Extrait choisi —

Avoir subi des violences, surtout pendant l’enfance, est un déterminant majeur de la santé des adultes (ONU), même cinquante ans après (étude de Felitti et Adda, 2010), avec une corrélation très importante avec la survenue d’accidents cardio-vasculaires, de morts précoces, de suicides, de dépressions, d’addictions, d’obésité, de troubles psychiatriques, de marginalisation et de délinquance… c’est un problème majeur de santé publique.  
Les violences sont un enjeu majeur de santé publique. Elles sont très peu identifiées (il serait essentiel de poser systématiquement la question des violences dans le cadre d'un dépistage) et leurs conséquences sont rarement dépistées et diagnostiquées par les professionnels de la santé qui n'ont pas été formé pendant leurs études et qui ne le sont d'ailleurs toujours pas. Actuellement la majorité des victimes est abandonnée sans soin spécifique et va devoir développer des stratégies de survie et d’auto-traitement. Or la protection et la prise en charge des victimes de violences sont essentielles et doivent être les plus précoces possibles ce qui rend d'autant plus efficaces les soins et permet non seulement d'éviter des vies fracassées, mais aussi d'arrêter des violences subies ou agies qui se produisent de générations en générations. La prévention des violences faites est un devoir pour tout professionnel et tout citoyen importance d'en connaître la fréquence, les conséquences et les mécanismes, de les dépister, de les faire cesser, d'orienter les victimes vers des prises en charge.

Extraits d'enregistrements —
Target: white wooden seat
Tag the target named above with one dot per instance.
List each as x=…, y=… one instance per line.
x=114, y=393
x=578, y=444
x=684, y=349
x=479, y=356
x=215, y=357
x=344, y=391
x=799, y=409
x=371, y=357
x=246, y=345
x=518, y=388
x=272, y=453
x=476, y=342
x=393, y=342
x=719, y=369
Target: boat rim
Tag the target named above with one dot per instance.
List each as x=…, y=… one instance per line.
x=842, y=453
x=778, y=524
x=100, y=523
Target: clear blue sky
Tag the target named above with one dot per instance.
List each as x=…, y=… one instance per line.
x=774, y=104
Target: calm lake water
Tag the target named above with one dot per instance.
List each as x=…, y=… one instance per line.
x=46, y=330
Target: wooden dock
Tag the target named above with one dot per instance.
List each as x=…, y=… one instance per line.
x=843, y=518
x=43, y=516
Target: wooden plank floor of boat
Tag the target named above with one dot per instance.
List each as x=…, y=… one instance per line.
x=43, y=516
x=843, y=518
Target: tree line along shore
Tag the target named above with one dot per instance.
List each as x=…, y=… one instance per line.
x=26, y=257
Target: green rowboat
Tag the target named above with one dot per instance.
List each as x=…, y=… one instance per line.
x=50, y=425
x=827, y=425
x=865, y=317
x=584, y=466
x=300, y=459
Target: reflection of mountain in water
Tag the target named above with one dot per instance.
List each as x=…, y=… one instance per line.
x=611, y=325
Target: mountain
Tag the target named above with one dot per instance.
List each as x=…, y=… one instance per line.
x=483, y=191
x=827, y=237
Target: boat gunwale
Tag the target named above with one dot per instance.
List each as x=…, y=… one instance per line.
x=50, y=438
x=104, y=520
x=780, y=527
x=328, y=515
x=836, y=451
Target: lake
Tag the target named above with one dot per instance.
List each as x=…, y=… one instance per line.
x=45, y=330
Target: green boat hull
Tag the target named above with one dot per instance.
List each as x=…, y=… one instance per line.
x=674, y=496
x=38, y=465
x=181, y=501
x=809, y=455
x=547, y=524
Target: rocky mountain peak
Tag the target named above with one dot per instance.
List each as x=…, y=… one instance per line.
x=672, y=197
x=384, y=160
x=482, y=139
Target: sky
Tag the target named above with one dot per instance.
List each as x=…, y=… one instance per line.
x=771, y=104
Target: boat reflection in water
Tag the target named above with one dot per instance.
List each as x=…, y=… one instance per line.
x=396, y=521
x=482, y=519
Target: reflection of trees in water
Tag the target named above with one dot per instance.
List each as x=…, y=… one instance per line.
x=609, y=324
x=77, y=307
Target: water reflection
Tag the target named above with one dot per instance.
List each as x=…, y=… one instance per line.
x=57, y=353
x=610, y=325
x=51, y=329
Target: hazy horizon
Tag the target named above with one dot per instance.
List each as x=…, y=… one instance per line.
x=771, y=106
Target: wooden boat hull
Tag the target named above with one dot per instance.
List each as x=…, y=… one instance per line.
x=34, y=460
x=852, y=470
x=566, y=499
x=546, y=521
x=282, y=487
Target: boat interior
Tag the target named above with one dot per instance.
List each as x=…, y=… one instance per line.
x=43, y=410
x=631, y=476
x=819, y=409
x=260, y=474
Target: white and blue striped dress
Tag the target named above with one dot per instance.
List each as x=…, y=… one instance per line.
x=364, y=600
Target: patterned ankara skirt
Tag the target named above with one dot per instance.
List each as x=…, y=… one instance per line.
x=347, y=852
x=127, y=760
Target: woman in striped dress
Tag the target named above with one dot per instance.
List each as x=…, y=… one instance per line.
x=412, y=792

Travail à faire —
• A. Selon l'extrait sur les violences et la santé publique, combien de temps après les faits les violences subies dans l'enfance restent-elles un déterminant de la santé des adultes ?
• B. Poursuivez le texte sur les violences et la santé publique à partir de sa dernière phrase.

Réponses par point —
• A. Même cinquante ans après.

• B.
Les violences intra-familiales et les violences sexuelles sont les violences qui ont les plus graves conséquences sur la santé psychique et physique, et les plus durables. elles peuvent faire courir un risque vital et elles sont responsables d'une atteinte à l'intégrité physique et psychique des victimes. Près de 60% des victimes de violences intrafamiliales, 80 % des victimes de viols et de 60 % de victimes d'agressions sexuelles peuvent présenter des troubles psychotraumatiques (contre 24 % lors de traumatismes en général, Breslau et Al., 1991) Les violences ont un impact catastrophique sur la qualité de vie des victimes, avec une dégradation de leur vie personnelle, familiale, amicale, amoureuse, sociale, scolaire et professionnelle.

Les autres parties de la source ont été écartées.